### FRAGMENTO
__________
Si hay algo que la pandemia ha expuesto, al menos en nuestro país, es el absurdo del credo hiperindividualista que encarnan algunas figuras algo marginales pero portadoras a la vez de una voz con cierto eco en los medios de comunicación y las redes sociales. Aquellos que creen que el paraíso social es aquel en el que desaparezcan las regulaciones estatales (y sociales: ¡ay, como si se pudiera!). La pandemia nos puso a la fuerza frente a la realidad de que no hay salida individual posible, que los estados deben organizar el distanciamiento social y que la sociedad en su conjunto debe asegurarse el cumplimiento de esas normas.
Ahora, volviendo a Durkheim, había en su mirada de la moral de la sociedad moderna algo paradojal que a mi entender algún vínculo tiene con nuestra actual experiencia. Si lo moral es eminentemente social, cómo logrará articular a esta sociedad que se ha vuelto cada vez más individual. Durkheim descartaba la posibilidad de volver a pensar instancias supraindividuales como las del pasado (se diferenciaba de Comte en este sentido), no creía por supuesto que la Iglesia pudiera cumplir ese rol; era un pensador laico que creía en que el proceso de secularización no tenía retorno; tampoco pensaba que el Estado pudiera ejercer esa función, porque el proceso de individualización era inevitable y el Estado nacional era una institución muy lejana de cada individuo.
Creía entonces en una moral del corte individualista, a la que llamó “el culto al individuo”. De ese modo, la defensa de cada hombre (o mujer podríamos agregar) derivada de ese proceso de individualización no era un triunfo del individuo por sobre la sociedad (como le gustaba creer a los liberales individualistas) sino por el contrario era un producto social, como es toda moral. La fuente de toda moral es para Durkheim la sociedad, es entonces ésta la que constriñe a los individuos para defender una moral individualista. Hay evidentemente algo paradojal aquí; sería una suerte de moral de forma social, pero de contenido individual. Esto entusiasmaba a Durkheim quien por momentos creía que el culto al individuo era la faceta moral de la división del trabajo; pero a la vez lo ubica frente a otra pregunta que lo posiciona en un lugar de menor entusiasmo ¿puede una moral cuyo contenido es la defensa de lo individual sin rendir cuentas a ningún otro valor ser fundamente del lazo entre los individuos?
__________
### DATOS
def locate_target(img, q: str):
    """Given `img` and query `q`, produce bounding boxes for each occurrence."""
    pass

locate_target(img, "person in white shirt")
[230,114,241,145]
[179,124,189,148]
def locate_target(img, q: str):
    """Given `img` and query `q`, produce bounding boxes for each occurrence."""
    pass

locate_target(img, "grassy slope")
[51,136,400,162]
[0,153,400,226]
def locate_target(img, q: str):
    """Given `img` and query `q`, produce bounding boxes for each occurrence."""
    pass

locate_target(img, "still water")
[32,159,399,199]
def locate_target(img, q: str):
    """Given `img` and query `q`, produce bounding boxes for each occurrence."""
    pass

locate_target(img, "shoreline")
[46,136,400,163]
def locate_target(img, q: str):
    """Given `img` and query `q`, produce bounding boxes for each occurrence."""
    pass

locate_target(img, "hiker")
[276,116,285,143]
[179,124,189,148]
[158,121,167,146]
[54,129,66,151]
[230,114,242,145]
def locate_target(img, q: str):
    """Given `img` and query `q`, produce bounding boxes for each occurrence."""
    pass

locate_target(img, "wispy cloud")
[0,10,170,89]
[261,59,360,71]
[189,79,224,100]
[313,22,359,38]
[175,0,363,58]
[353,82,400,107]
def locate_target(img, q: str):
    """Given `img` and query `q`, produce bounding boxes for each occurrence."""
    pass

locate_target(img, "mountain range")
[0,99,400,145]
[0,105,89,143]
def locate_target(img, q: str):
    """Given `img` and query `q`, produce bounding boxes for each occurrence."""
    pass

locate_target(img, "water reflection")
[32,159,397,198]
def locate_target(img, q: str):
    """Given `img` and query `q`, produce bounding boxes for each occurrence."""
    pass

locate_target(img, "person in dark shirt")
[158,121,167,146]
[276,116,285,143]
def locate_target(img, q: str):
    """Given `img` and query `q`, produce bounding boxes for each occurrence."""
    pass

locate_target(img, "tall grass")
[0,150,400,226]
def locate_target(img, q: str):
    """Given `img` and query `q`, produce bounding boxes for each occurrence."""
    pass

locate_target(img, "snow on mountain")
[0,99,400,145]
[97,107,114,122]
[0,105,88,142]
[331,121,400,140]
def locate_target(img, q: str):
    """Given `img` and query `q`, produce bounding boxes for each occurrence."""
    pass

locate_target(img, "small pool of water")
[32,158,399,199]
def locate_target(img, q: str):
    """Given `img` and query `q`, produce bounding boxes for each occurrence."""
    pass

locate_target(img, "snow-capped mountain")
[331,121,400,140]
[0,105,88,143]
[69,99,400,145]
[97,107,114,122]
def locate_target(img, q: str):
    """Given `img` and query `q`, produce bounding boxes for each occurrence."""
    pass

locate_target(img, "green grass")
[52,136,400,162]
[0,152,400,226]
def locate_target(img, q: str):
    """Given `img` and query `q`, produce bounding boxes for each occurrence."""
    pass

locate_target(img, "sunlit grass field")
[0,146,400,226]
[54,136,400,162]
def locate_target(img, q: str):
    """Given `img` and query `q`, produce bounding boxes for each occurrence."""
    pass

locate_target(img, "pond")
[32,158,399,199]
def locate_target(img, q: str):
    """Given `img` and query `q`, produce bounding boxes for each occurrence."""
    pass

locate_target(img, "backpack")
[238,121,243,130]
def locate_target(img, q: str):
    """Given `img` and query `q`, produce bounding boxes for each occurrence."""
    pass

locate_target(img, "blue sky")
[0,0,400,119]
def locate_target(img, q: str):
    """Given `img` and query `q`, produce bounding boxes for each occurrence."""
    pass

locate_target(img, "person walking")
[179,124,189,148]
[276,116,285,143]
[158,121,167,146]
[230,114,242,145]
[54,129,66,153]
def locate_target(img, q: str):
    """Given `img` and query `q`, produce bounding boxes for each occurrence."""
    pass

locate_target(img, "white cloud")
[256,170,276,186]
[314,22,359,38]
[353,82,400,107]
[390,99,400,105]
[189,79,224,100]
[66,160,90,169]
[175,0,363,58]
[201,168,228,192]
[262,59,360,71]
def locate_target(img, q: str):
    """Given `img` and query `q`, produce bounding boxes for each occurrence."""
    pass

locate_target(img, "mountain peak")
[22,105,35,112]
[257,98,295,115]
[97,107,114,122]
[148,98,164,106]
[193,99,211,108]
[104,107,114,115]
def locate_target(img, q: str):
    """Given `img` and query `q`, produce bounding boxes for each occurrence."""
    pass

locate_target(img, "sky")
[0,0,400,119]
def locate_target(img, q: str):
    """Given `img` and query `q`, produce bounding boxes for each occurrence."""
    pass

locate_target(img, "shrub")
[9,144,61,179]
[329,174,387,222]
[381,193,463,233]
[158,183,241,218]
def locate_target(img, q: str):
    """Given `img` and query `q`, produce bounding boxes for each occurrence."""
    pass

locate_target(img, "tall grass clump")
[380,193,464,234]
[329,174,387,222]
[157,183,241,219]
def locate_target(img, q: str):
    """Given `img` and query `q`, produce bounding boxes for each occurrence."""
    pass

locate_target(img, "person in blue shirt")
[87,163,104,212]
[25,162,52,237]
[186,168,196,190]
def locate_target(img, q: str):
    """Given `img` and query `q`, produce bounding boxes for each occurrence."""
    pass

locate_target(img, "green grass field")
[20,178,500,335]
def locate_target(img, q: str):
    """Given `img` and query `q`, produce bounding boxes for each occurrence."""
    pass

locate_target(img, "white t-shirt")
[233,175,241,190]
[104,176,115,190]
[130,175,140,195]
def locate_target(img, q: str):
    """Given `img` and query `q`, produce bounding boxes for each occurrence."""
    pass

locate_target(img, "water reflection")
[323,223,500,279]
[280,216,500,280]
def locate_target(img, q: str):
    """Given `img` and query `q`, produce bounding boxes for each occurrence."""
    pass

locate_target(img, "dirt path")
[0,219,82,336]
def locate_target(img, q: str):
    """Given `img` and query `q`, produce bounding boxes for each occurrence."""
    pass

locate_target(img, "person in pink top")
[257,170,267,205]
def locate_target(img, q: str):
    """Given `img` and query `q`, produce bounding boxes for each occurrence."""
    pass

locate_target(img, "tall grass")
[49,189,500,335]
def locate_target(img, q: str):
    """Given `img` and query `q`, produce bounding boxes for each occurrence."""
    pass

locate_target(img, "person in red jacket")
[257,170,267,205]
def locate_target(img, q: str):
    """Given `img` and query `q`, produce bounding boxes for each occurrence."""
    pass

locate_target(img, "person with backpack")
__________
### LISTA DE TAREAS
a: Transcribe del fragmento sobre Durkheim la parte que abre con las palabras que contienen "Ahora, volviendo a" y cierra con "de cada individuo.".
b: Prosigue el fragmento sobre Durkheim y la moral desde donde termina.

### RESPUESTAS
a:
Ahora, volviendo a Durkheim, había en su mirada de la moral de la sociedad moderna algo paradojal que a mi entender algún vínculo tiene con nuestra actual experiencia. Si lo moral es eminentemente social, cómo logrará articular a esta sociedad que se ha vuelto cada vez más individual. Durkheim descartaba la posibilidad de volver a pensar instancias supraindividuales como las del pasado (se diferenciaba de Comte en este sentido), no creía por supuesto que la Iglesia pudiera cumplir ese rol; era un pensador laico que creía en que el proceso de secularización no tenía retorno; tampoco pensaba que el Estado pudiera ejercer esa función, porque el proceso de individualización era inevitable y el Estado nacional era una institución muy lejana de cada individuo.

b:
Una paradoja de naturaleza semejante nos cruza hoy en día a los argentinos, y por lo que se puede ver a buena parte del mundo. Tenemos que aislarnos como resultado de un mandato de orden social; tenemos que priorizar nuestra individualidad porque creemos que de ese modo evitamos el contagio; nos quedamos en nuestra casa y fundamos, a través de ese gesto, un lazo social de protección mutua; cortamos lazo con nuestros familiares, en ese especial los adultos mayores, porque los protegemos; en suma, tomamos todas medidas de corte individualista, pero lo hacemos acatando un mandato social.
Ni Durkheim ni nadie podía anticipar una situación como esta, pero Durkheim sí pudo ofrecer algunas claves de cómo comprender el fenómeno. La excepcionalidad de la pandemia nos pone frente a una situación novedosa que a la vez muestra cuáles son las estructuras simbólicas y morales que nos permiten la existencia en sociedad.
Santiago Cueto Rúa, sociólogo y profesor de la Universidad Nacional de La Plata
[1] Durkheim, Émile (1971 [1897]). El suicidio. Buenos Aires : Schapire.
[2] Durkheim, Émile (1967 [1893]). De la división del trabajo social. Buenos Aires : Schapire.